Records excerpted from a collection:
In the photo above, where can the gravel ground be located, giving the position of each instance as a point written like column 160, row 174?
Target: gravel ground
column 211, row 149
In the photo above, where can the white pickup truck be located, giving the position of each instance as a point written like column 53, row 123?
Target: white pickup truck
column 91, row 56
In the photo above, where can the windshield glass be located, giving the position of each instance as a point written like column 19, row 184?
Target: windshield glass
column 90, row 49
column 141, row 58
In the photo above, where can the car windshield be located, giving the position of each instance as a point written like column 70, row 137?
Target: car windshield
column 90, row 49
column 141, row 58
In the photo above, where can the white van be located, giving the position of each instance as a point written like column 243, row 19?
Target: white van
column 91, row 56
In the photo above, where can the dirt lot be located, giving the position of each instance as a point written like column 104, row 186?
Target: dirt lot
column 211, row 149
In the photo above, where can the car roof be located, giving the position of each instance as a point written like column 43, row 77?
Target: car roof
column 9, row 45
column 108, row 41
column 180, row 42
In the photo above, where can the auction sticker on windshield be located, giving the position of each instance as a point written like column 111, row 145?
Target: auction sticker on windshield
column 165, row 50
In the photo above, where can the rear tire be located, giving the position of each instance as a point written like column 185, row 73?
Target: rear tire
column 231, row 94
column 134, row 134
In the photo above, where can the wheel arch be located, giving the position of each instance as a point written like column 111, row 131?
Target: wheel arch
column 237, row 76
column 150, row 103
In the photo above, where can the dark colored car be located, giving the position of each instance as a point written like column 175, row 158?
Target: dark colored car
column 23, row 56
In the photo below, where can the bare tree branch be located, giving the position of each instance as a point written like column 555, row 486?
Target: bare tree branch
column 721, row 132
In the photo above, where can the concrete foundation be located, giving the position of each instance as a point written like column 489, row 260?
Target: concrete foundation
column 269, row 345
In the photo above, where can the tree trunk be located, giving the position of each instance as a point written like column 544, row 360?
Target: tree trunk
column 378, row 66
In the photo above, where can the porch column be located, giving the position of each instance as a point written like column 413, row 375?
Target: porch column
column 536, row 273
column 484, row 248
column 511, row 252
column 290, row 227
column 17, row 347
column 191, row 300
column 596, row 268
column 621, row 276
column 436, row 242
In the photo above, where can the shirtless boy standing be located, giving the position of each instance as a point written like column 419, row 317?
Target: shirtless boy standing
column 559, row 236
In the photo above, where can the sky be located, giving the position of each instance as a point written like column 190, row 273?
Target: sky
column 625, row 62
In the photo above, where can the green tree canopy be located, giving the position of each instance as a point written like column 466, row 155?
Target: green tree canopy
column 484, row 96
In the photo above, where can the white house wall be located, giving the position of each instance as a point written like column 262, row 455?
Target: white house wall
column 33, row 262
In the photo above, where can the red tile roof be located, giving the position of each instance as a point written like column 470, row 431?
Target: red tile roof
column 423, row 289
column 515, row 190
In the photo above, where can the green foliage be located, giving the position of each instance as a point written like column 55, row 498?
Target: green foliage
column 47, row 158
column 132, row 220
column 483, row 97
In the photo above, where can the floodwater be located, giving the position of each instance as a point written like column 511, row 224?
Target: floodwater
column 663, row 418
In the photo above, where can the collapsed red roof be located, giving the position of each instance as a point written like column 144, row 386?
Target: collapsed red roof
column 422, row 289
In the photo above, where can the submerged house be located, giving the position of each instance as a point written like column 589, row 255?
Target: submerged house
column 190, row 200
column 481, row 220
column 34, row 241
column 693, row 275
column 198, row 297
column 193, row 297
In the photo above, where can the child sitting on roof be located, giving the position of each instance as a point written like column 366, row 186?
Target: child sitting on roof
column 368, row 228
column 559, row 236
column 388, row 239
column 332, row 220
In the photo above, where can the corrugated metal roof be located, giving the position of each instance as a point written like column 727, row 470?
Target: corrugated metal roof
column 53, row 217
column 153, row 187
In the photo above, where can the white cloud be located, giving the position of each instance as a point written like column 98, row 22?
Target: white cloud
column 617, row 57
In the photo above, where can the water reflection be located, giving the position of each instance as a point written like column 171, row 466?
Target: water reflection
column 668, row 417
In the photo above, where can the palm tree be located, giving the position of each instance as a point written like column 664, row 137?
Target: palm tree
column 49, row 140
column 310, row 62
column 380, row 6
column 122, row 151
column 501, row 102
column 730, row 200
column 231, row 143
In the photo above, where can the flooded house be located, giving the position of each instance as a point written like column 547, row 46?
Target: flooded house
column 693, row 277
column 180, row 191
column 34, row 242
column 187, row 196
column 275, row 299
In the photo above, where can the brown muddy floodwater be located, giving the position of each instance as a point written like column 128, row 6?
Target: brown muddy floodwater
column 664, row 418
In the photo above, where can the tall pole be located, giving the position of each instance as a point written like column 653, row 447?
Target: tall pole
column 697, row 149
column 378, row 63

YOUR ASSIGNMENT: Using the data above, print exactly the lines from the line that contains "Target: white cloud" through the line that contains "In the photo above, where can the flooded", with both included.

SOLUTION FOR THIS PROBLEM:
Target: white cloud
column 617, row 57
In the photo above, where can the water reflection be located, giving the position of each instance as a point written like column 171, row 466?
Target: water reflection
column 668, row 417
In the photo above, where can the palm tree be located, giving the position of each instance as a point written like column 664, row 137?
Target: palm tree
column 49, row 140
column 310, row 62
column 380, row 6
column 122, row 151
column 501, row 102
column 730, row 200
column 231, row 143
In the photo above, where can the flooded house be located, giving the position of each instance as a point written like column 547, row 46?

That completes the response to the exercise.